● EXERCÍCIOS
A. Traduza para o inglês esta frase da análise de Katana ZERO: "No jogo, assumimos o papel do Dragão, um samurai com poderes de controlar o tempo e que trabalha como assassino."
B. Dê sequência à análise de Katana ZERO a partir da última frase do trecho.

● TRECHO DA PÁGINA
▶

Análise: Katana ZERO (Switch) mescla gameplay viciante e intrigante desenvolvimento de enredo

Assuma o papel de um samurai assassino e prepare-se para ser surpreendido todo momento.

em 23/04/2019


Sabe aquelas noites em que estamos na companhia de um bom livro e usamos a famosa desculpa “só mais um capítulo” para afastar o sono e continuar a leitura? Geralmente, isso acontece com narrativas que nos envolvem e estimulam a curiosidade, aquelas que têm o dom de nos deixar loucos se não soubermos rapidamente o que acontece na página ao lado. E assim, quando percebemos, o “só mais um capítulo” acaba virando um terço ou metade da história.


Foi exatamente esse sentimento que tive ao experimentar Katana ZERO, projeto do estúdio Askiisoft e distribuído pela Devolver Digital. Tanto as principais mecânicas do game quanto o desenvolvimento do enredo instigam a imaginação do jogador, criando nele o desejo de tentar mais uma vez ou só dar uma olhadinha na próxima fase para ver o caminho que a aventura vai tomar. Tudo parece ter sido minuciosamente planejado para capturar nossa atenção, fazê-la de refém e somente liberá-la quando as perguntas certas forem respondidas.

No jogo, assumimos o papel do Dragão, um samurai com poderes de controlar o tempo e que trabalha como assassino. Cada missão traz um alvo que precisa ser eliminado, sendo que uma série de outros inimigos tem que ser decapitados antes de se chegar ao objetivo principal. As fases são divididas em pequenas seções e o protagonista deve primeiro limpar a área antes de seguir para o próximo mapa. Para isso, ele conta com sua espada, além de elementos que podem ser coletados pelo cenário e arremessados, como garrafas, bustos de mármore e elementos explosivos.

◀

● DADOS FORNECIDOS
▶

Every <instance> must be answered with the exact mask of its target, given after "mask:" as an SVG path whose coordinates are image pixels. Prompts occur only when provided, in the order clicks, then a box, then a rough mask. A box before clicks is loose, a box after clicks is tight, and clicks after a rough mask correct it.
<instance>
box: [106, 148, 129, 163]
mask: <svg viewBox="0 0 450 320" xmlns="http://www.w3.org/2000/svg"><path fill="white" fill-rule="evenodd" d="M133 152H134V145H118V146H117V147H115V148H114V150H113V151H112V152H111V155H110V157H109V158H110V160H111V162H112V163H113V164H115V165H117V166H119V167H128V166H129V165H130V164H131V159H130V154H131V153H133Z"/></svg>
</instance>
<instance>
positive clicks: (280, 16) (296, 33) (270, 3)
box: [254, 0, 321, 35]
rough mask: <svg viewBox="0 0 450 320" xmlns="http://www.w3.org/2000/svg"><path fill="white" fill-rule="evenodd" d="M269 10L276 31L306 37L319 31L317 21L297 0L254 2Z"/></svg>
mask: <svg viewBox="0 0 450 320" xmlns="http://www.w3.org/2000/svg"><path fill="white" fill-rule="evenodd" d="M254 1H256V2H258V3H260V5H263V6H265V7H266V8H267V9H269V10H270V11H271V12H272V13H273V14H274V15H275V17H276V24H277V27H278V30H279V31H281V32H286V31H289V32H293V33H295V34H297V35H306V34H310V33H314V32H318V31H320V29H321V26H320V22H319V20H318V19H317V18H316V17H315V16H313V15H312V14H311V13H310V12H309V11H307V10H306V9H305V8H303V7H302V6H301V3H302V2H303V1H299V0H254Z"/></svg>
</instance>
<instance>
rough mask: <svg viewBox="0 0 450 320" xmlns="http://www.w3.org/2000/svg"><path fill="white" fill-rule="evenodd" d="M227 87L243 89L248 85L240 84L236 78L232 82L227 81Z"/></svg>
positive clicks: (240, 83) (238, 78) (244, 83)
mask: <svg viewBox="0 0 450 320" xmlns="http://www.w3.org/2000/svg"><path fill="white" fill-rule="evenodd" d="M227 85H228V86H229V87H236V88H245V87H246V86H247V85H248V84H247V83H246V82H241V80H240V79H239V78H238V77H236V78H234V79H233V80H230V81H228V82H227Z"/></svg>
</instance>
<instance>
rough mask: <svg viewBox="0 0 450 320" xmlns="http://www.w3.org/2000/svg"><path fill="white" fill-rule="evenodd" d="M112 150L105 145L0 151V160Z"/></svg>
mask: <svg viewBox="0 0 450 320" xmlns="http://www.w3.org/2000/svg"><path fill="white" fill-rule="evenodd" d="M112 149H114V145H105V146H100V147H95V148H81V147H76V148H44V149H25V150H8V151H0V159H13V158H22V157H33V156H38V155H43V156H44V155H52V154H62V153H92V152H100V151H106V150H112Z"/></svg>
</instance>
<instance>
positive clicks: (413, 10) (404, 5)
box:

◀

● RESPOSTAS POR TAREFA
A. In the game, we take on the role of the Dragon, a samurai with powers to control time who works as an assassin.

B.
Katana x arma de fogo, que duelo injusto para quem só pode atirar

O samurai ainda conta com estranhas habilidades para deixar o tempo passando de maneira mais lenta, facilitando assim movimentos para rebater balas ou que visam execuções mais precisas. O grande ponto de dificuldade é que o personagem não pode ser atingido, caso sofra qualquer dano, volta para o começo da área e tem que refazer tudo de novo. Essa repetição acaba sendo um tanto quanto enjoativa em fases mais desafiadoras, porém, em nenhum momento o jogo é injusto e ao falhar, a sensação é que você errou e poderia ter feito melhor.

Essa vontade de querer provar que você é capaz de passar daquele desafio e prosseguir para a próxima missão é constante durante toda a jornada. Eu realmente percebi que estava evoluindo conforme ia errando e recomeçando, tanto que ao revisitar os níveis iniciais um pouco mais tarde, pude finalizá-los de maneira extremamente fácil e precisa. Com isso, mesmo aborrecido algumas vezes por ter que fazer os mesmos movimentos por cinco ou 10 vezes seguidas, nunca a vontade foi de desistir.
É recomendável sempre analisar a situação antes de começar a agir

Fora de ordem

Tão interessante quanto as mecânicas de jogo, é a maneira como a história de Katana ZERO é contada. Depois de cada missão, o Dragão visita seu psicólogo para tratar de sonhos e visões estranhas que atrapalham sua vida. Nessas consultas, o jogador e o protagonista vão juntos descobrindo importantes detalhes do passado e montando um quebra-cabeça que só se completa após a batalha final. Com isso, a narrativa acaba se tornando completamente imprevisível e nada linear.

O jogador se sente ainda mais na pele do samurai ao ter opções diferentes de respostas para diversos diálogos. As escolhas importam, pois, a partir delas conhecemos níveis maiores ou menores de detalhes da história. Ponto positivo e que torna o game ainda mais acessível para o público brasileiro é que ele está totalmente em português e com uma tradução extremamente bem feita.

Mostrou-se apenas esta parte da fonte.